[Rows from a box labeling dataset]
──────────
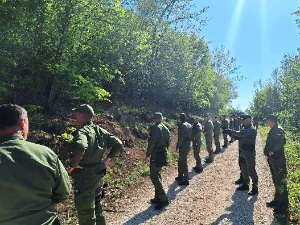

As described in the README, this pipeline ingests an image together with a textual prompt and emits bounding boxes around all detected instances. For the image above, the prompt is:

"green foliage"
[259,126,300,221]
[61,133,74,143]
[24,105,44,125]
[0,0,236,111]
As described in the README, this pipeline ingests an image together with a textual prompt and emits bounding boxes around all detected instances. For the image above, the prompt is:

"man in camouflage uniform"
[193,117,203,173]
[203,114,214,163]
[69,104,122,225]
[264,115,289,214]
[0,104,71,225]
[253,117,258,130]
[224,114,258,195]
[175,113,193,185]
[145,112,170,209]
[221,115,229,148]
[229,116,234,143]
[213,116,221,154]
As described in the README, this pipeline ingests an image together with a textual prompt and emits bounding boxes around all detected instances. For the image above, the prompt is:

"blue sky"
[195,0,300,110]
──────────
### [PROBLEM]
Convert every line of the listing into a JSON list of strings, one string per line, and omit the blank lines and the pictures.

### [TASK RESULT]
[
  "As described in the README, this pipeline ingests an image together with a textual prompt and emits bounding boxes around all detected instances. For the image above, the prompt is:",
  "\"green foliage\"",
  "[259,126,300,221]",
  "[61,133,74,143]",
  "[24,105,44,125]",
  "[0,0,236,111]",
  "As described in the README, this pipeline ingests an image together with a textual prompt and emits bounding boxes around all detected instances. For the image above, the prompt is:",
  "\"man in camouflage uniform\"",
  "[193,117,203,173]",
  "[203,114,214,163]",
  "[69,104,122,225]",
  "[264,115,289,214]",
  "[0,104,71,225]",
  "[253,117,258,130]",
  "[224,114,258,195]",
  "[175,113,193,185]",
  "[145,112,170,209]",
  "[221,115,229,148]",
  "[229,116,234,143]",
  "[213,116,221,154]",
  "As described in the README, this pipeline ingests an image together with a textual prompt and emits bounding boxes around all detected instances. For the image above, the prompt is:",
  "\"blue sky\"",
  "[195,0,300,110]"
]